It's not a huge deal either way but I thought I'd raise it.

> > > +	dev_dbg(apple_mbox->dev, "> TX %016llx %08x\n", msg->msg0, msg->msg1);
> > 
> > Isn't "TX" redundant here?
> 
> Sure, but it also doesn't hurt in a debug message. I can spot the TX easier
> but I'm sure there are people who prefer >.

Fair enough.

> > > +	dev_dbg(apple_mbox->dev, "got FIFO empty IRQ\n");
> > 
> > I realize it's a dev_dbg but this still seems unnecessarily noisy.
> 
> This code path is almost never reached. I've only been able to trigger
> it by forcing send_message to return EBUSY even when it could still
> move messages to the FIFO to test this path.
> This also can't be triggered more often than the TX debug message.

— Material —
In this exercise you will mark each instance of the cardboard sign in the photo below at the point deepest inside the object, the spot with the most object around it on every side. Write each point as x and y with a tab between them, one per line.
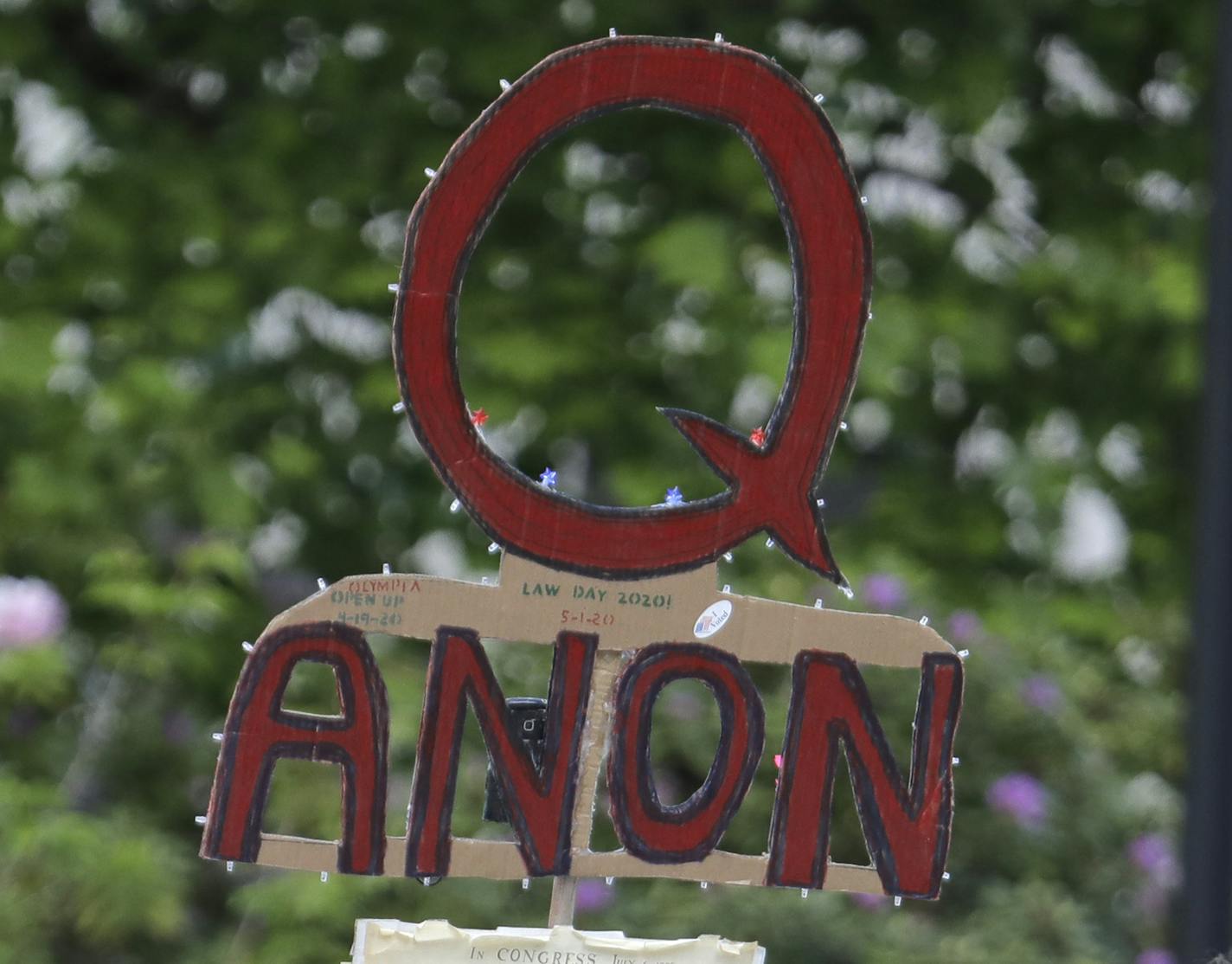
626	597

— Exercise description —
Retype the whole code review exchange exactly, including its quote markers and code lines.

— Result for this exercise —
It's not a huge deal either way but I thought I'd raise it.

> > > +	dev_dbg(apple_mbox->dev, "> TX %016llx %08x\n", msg->msg0, msg->msg1);
> > 
> > Isn't "TX" redundant here?
> 
> Sure, but it also doesn't hurt in a debug message. I can spot the TX easier
> but I'm sure there are people who prefer >.

Fair enough.

> > > +	dev_dbg(apple_mbox->dev, "got FIFO empty IRQ\n");
> > 
> > I realize it's a dev_dbg but this still seems unnecessarily noisy.
> 
> This code path is almost never reached. I've only been able to trigger
> it by forcing send_message to return EBUSY even when it could still
> move messages to the FIFO to test this path.
> This also can't be triggered more often than the TX debug message.